• **Given task**: Output nothing but the lines from the line with "of the city" through the end of the listing below, both ends included.

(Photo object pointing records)
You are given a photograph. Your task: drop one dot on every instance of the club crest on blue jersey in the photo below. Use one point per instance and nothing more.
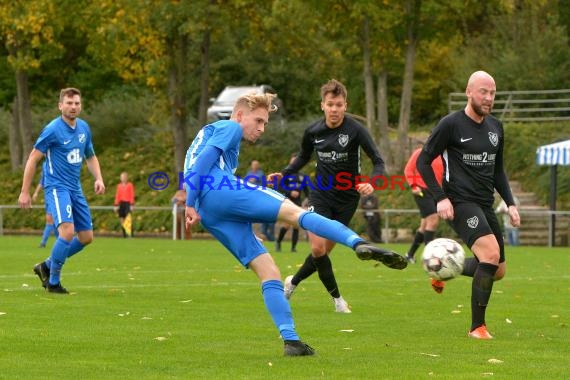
(343, 140)
(494, 138)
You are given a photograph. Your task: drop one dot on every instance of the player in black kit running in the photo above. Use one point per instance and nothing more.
(471, 144)
(336, 141)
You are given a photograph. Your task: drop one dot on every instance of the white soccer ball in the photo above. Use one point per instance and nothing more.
(443, 259)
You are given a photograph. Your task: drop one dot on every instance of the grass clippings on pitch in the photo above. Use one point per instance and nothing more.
(160, 309)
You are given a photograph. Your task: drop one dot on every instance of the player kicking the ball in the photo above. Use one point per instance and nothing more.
(227, 208)
(471, 142)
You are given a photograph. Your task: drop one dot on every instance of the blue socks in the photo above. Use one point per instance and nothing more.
(74, 247)
(57, 259)
(279, 309)
(61, 251)
(329, 229)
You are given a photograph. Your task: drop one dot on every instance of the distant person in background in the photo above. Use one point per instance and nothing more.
(124, 203)
(179, 200)
(50, 226)
(294, 189)
(64, 143)
(511, 231)
(369, 203)
(424, 200)
(255, 175)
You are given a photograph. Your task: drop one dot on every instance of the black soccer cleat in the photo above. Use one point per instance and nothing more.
(298, 348)
(367, 251)
(58, 289)
(42, 271)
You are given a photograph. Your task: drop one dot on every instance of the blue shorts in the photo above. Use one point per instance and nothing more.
(68, 207)
(229, 214)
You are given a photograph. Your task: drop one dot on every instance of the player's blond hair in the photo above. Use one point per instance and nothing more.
(254, 101)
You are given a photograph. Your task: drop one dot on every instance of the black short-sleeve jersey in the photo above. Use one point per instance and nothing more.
(473, 157)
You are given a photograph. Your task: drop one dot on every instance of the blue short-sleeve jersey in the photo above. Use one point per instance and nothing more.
(225, 135)
(65, 148)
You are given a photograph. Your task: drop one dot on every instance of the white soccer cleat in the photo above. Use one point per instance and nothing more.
(341, 306)
(288, 287)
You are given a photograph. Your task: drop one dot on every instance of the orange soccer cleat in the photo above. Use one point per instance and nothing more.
(437, 285)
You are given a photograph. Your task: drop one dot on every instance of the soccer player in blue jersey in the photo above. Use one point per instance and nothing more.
(64, 143)
(227, 207)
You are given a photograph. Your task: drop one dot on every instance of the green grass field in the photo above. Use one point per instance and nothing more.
(160, 309)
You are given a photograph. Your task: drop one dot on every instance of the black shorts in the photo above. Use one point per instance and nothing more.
(472, 221)
(124, 209)
(426, 203)
(339, 211)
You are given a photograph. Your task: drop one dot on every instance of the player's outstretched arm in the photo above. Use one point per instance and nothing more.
(95, 170)
(24, 200)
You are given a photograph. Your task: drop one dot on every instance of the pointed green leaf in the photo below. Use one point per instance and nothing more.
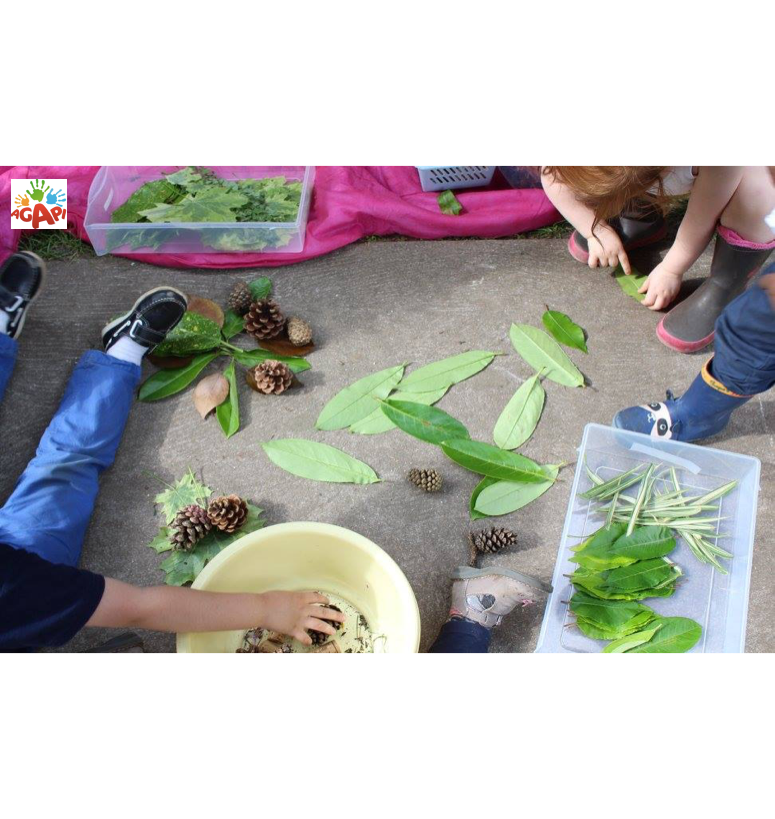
(565, 330)
(318, 462)
(441, 375)
(521, 416)
(434, 426)
(166, 383)
(359, 400)
(543, 353)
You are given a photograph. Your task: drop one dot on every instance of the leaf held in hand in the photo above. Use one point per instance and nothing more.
(318, 462)
(521, 416)
(210, 393)
(543, 353)
(565, 330)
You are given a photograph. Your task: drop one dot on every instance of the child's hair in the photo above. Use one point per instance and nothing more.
(608, 189)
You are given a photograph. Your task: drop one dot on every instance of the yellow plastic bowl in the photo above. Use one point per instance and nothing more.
(319, 557)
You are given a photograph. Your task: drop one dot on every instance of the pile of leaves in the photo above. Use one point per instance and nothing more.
(204, 336)
(184, 567)
(197, 195)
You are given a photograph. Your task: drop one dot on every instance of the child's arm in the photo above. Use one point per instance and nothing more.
(605, 247)
(186, 610)
(712, 192)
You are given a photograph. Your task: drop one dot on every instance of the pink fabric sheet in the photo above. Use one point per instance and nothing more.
(350, 202)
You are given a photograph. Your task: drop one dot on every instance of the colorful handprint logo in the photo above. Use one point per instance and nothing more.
(39, 204)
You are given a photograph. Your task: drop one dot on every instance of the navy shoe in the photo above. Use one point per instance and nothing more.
(153, 315)
(704, 411)
(21, 278)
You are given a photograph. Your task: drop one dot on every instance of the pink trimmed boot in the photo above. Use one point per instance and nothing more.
(690, 326)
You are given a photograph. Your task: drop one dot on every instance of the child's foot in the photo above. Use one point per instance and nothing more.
(704, 411)
(21, 277)
(487, 596)
(145, 326)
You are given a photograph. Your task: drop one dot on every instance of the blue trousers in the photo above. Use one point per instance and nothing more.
(52, 503)
(462, 637)
(745, 342)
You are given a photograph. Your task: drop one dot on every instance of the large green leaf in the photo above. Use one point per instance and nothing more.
(521, 416)
(165, 383)
(565, 330)
(504, 497)
(228, 412)
(318, 462)
(443, 374)
(677, 635)
(434, 426)
(495, 463)
(359, 400)
(543, 353)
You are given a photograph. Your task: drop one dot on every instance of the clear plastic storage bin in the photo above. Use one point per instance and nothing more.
(455, 177)
(114, 184)
(718, 602)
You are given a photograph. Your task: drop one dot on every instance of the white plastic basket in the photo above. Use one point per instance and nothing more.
(455, 177)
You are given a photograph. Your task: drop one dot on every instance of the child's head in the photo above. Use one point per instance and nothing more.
(607, 189)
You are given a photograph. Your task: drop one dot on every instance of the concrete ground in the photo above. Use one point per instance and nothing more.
(374, 305)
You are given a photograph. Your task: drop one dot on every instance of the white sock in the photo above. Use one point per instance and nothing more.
(125, 349)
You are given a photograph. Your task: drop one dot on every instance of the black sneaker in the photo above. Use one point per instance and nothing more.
(21, 277)
(154, 314)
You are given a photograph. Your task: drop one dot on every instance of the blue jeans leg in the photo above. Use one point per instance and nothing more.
(462, 637)
(8, 349)
(50, 508)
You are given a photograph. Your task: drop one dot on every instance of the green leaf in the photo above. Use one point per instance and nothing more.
(495, 463)
(165, 383)
(228, 412)
(504, 497)
(565, 330)
(261, 288)
(543, 353)
(677, 635)
(318, 462)
(434, 426)
(631, 284)
(233, 325)
(449, 204)
(195, 334)
(521, 416)
(359, 400)
(443, 374)
(186, 492)
(252, 358)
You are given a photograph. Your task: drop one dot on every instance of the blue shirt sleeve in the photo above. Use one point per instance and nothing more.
(43, 605)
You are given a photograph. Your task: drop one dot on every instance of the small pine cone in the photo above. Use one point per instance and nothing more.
(490, 542)
(299, 332)
(240, 299)
(429, 480)
(264, 320)
(272, 377)
(189, 527)
(318, 638)
(228, 514)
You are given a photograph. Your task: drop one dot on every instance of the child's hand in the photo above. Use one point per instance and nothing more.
(294, 613)
(661, 288)
(606, 250)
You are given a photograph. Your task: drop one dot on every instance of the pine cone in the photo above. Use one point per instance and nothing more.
(272, 377)
(240, 299)
(228, 514)
(264, 320)
(189, 527)
(318, 638)
(490, 542)
(429, 480)
(299, 332)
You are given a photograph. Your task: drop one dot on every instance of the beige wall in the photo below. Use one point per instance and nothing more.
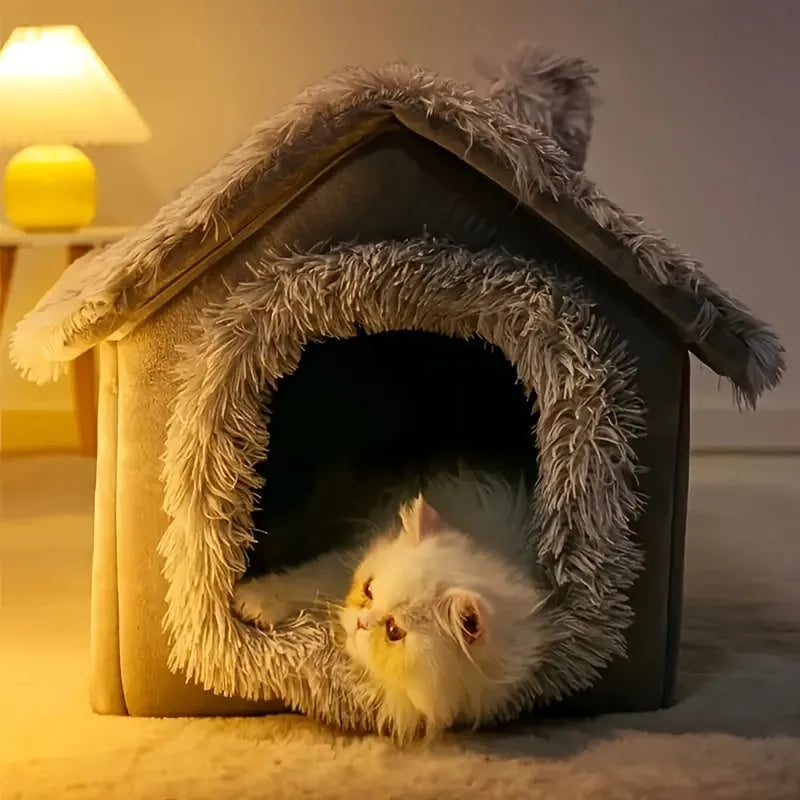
(697, 130)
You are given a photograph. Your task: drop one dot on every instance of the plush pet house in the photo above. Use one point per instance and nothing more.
(396, 270)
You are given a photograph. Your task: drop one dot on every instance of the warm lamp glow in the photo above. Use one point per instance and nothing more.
(54, 89)
(55, 92)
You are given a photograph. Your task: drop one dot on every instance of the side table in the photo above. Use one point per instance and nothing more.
(75, 244)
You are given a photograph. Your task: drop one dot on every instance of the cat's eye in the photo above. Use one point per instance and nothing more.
(394, 633)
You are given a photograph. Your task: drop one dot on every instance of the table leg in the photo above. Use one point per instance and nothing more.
(8, 256)
(84, 397)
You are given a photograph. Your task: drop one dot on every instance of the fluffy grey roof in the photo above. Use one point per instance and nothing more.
(528, 132)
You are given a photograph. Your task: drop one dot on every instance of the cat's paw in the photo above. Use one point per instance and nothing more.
(259, 601)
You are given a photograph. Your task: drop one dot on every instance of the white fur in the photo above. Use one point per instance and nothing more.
(427, 575)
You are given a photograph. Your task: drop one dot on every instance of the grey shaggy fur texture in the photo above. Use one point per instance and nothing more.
(218, 434)
(532, 97)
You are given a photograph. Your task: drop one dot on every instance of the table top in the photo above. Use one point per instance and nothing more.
(13, 237)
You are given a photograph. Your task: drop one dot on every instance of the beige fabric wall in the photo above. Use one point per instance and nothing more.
(696, 130)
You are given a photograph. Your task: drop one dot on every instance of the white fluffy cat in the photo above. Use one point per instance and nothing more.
(443, 623)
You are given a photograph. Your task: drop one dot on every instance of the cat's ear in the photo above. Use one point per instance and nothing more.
(463, 615)
(420, 520)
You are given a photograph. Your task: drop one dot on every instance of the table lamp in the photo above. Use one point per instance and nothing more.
(55, 93)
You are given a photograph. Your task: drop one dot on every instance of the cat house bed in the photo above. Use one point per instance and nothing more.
(398, 269)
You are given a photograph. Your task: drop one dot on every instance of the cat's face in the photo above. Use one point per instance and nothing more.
(422, 617)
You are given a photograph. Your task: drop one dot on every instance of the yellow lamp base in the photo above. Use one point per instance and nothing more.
(50, 187)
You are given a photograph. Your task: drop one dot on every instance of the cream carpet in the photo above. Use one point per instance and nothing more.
(734, 735)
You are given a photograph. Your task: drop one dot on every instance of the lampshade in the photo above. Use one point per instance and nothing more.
(55, 89)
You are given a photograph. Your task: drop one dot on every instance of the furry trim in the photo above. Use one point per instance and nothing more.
(583, 504)
(100, 291)
(552, 93)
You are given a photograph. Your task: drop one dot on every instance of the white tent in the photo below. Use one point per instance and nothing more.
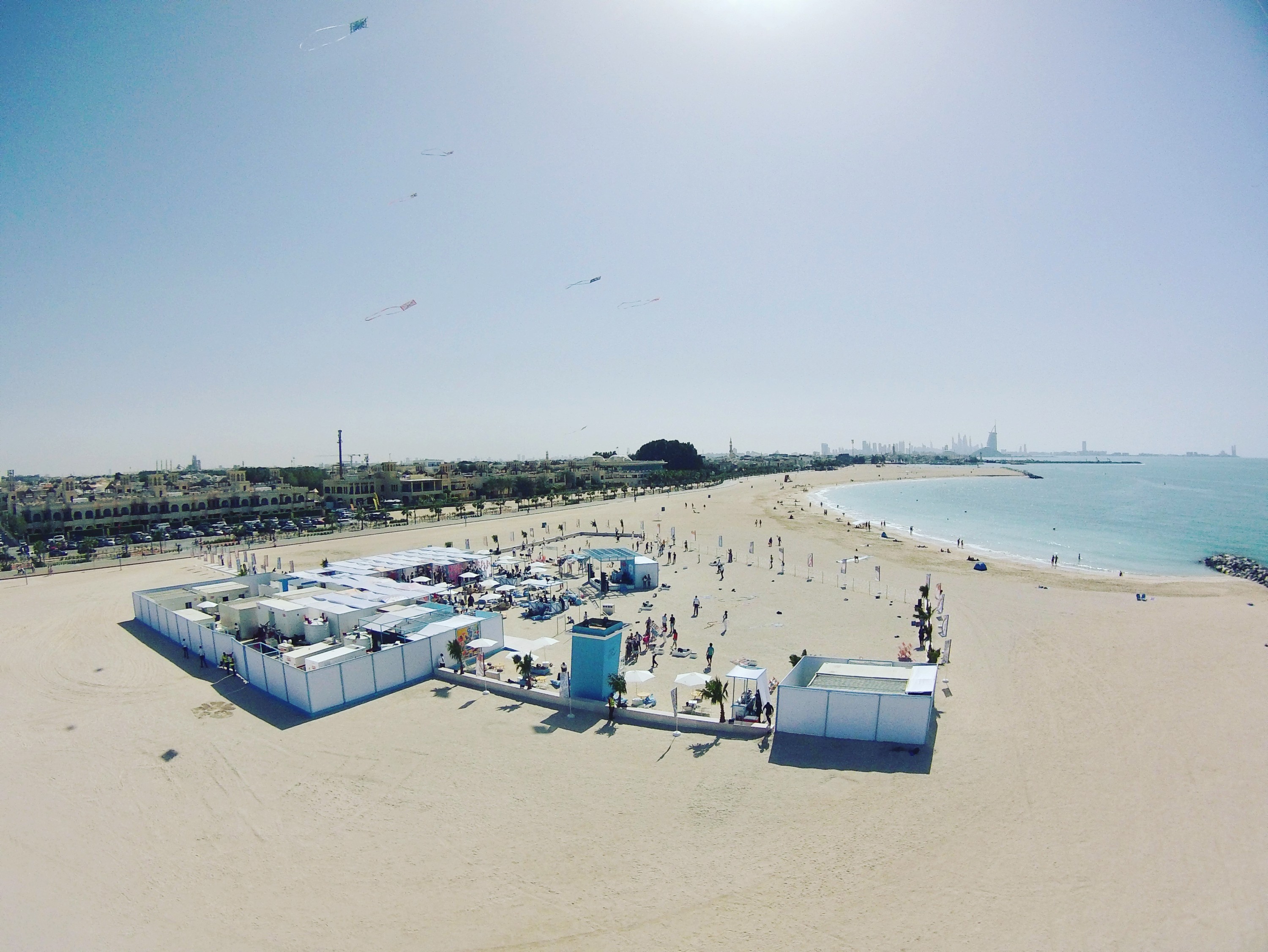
(745, 674)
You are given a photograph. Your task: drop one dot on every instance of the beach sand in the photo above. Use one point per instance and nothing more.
(1097, 779)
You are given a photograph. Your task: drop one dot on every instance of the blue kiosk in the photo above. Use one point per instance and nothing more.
(629, 572)
(596, 653)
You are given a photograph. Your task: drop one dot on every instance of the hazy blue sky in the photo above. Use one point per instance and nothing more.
(870, 221)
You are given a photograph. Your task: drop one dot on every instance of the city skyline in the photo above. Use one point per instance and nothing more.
(833, 217)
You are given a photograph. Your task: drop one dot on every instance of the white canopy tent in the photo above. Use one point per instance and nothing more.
(746, 674)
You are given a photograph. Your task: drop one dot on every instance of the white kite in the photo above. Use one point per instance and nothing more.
(394, 310)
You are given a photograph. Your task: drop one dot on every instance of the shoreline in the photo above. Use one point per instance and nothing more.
(1082, 571)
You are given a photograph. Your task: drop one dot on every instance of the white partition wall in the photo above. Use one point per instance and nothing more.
(850, 714)
(802, 710)
(905, 719)
(310, 691)
(851, 717)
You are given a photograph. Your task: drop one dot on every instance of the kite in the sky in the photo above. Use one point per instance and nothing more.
(324, 37)
(394, 310)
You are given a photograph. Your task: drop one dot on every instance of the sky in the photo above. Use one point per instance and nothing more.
(864, 221)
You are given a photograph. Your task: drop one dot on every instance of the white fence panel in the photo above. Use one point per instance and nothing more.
(802, 710)
(325, 689)
(853, 717)
(905, 719)
(388, 668)
(358, 677)
(418, 660)
(255, 668)
(276, 677)
(297, 686)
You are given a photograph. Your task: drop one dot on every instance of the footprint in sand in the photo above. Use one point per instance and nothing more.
(215, 709)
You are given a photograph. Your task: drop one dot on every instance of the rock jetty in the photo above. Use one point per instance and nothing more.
(1239, 566)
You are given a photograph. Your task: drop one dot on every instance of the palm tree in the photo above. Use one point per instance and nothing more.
(456, 652)
(525, 668)
(617, 682)
(716, 693)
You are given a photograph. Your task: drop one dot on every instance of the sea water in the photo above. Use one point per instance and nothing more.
(1162, 515)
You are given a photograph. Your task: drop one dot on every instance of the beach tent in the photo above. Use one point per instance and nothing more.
(746, 674)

• **Reply to the exercise**:
You are given a photograph. Your task: drop one dot on every instance of the city skyline in the photo above. Use one point per instance and nothing more.
(833, 217)
You are given a photograph. Your task: drop one dot on every instance of the white canopy tent in the photo above. Use one point per instance and nothing more.
(746, 674)
You are given a photograph. Your task: drop one dot on every instance of the white kite in the photo above. Use one point per instance and nothing more.
(394, 310)
You are given a photograph. Your task: drop one dot on every instance of the shoreline in the photo above. Use one point per instance and nothing more.
(1082, 571)
You are given a photograph. Your task: drop one dot on every instance of the white partition wall in the photo above. Use one point per instance and nothing more.
(850, 714)
(802, 710)
(905, 719)
(310, 691)
(851, 717)
You are given a photograph. Your task: drop one dot on every instance of the kite in the sky in the photo above. Use one point per instance and nothing more.
(324, 37)
(394, 310)
You are given a photograph. Your task: drop one dot on every instance of the sky in the photo above. Use one point per instance and nothing more.
(864, 221)
You are given a photograph. Your task: drop one dot on every instance of the white fence panel in the photo above. Use one point per instance and nothing more.
(802, 710)
(325, 689)
(853, 717)
(905, 719)
(388, 668)
(358, 677)
(418, 660)
(255, 668)
(276, 677)
(297, 686)
You are given a photograph. Your task: drop one dot on every instance of the footprint in sand in the photo above. Use one point per instance and nothing more.
(215, 709)
You are given a photograph. Your task: drop one dot on every instance of the rock jetty in the photo above. Use one point per instance and nothing more.
(1239, 566)
You are given a photograph. Your task: drop one dot on every instance of the palm tree in the photo above. Use one point per instance and nothing more.
(456, 652)
(525, 668)
(617, 682)
(716, 693)
You are given a photograph. Your task: drop one dot on every instance of the sea water in the photo above. Use one point per instance and nothing more.
(1162, 515)
You are given a photograph. Your task: drop one dot on every instance of the beach tent in the photo above. Use one point per instance and nothing more.
(746, 674)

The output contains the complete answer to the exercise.